▸ **THE PROBLEM**: Would you write out, exactly as they stand, all lines from the one containing "Where can you find the sunflower head?" through the end of the listing below, and only those?

▸ **DATASET RECORDS**:
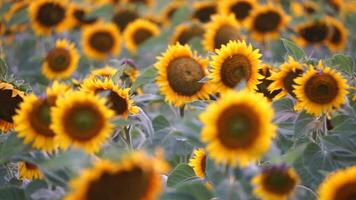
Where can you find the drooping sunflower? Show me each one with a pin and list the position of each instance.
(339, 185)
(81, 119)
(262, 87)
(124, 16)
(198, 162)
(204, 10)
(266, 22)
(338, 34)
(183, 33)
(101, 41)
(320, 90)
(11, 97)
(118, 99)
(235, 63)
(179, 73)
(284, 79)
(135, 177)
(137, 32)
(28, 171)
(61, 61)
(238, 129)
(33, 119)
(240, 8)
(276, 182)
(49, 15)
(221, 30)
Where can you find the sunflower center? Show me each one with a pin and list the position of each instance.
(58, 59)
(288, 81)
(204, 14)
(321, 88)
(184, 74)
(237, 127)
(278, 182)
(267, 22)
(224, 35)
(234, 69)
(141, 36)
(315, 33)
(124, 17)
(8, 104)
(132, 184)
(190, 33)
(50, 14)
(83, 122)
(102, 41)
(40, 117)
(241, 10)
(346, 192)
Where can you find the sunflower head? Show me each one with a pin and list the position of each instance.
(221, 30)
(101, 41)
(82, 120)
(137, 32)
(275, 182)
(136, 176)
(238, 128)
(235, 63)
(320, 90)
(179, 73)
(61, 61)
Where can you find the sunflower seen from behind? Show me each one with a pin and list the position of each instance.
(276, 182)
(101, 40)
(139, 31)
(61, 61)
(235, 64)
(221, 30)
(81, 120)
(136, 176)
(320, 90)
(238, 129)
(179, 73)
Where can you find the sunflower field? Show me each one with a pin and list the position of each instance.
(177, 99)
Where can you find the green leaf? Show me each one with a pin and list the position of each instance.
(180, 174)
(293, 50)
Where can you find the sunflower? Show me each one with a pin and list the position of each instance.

▸ **ANSWER SPACE**:
Where can you find the sunflower head? Show me each one with a pin and list the position of each instance.
(221, 30)
(101, 41)
(82, 120)
(137, 32)
(275, 182)
(136, 176)
(238, 128)
(235, 63)
(320, 90)
(179, 73)
(61, 61)
Where can you find the sunflower seen from behind? Show me each one with a pin and list the position of each instance.
(276, 182)
(101, 40)
(139, 31)
(61, 61)
(235, 64)
(221, 30)
(81, 120)
(136, 176)
(320, 90)
(238, 129)
(179, 73)
Where can you find the sunflower field? Show me each one with a pin and list the position of each instance.
(177, 99)
Where can you find the green leaf? Show me each one with a pin and list the position of each instance.
(180, 174)
(293, 50)
Where can you find the sunflower? Show me each one with a pin and list the position of each instance.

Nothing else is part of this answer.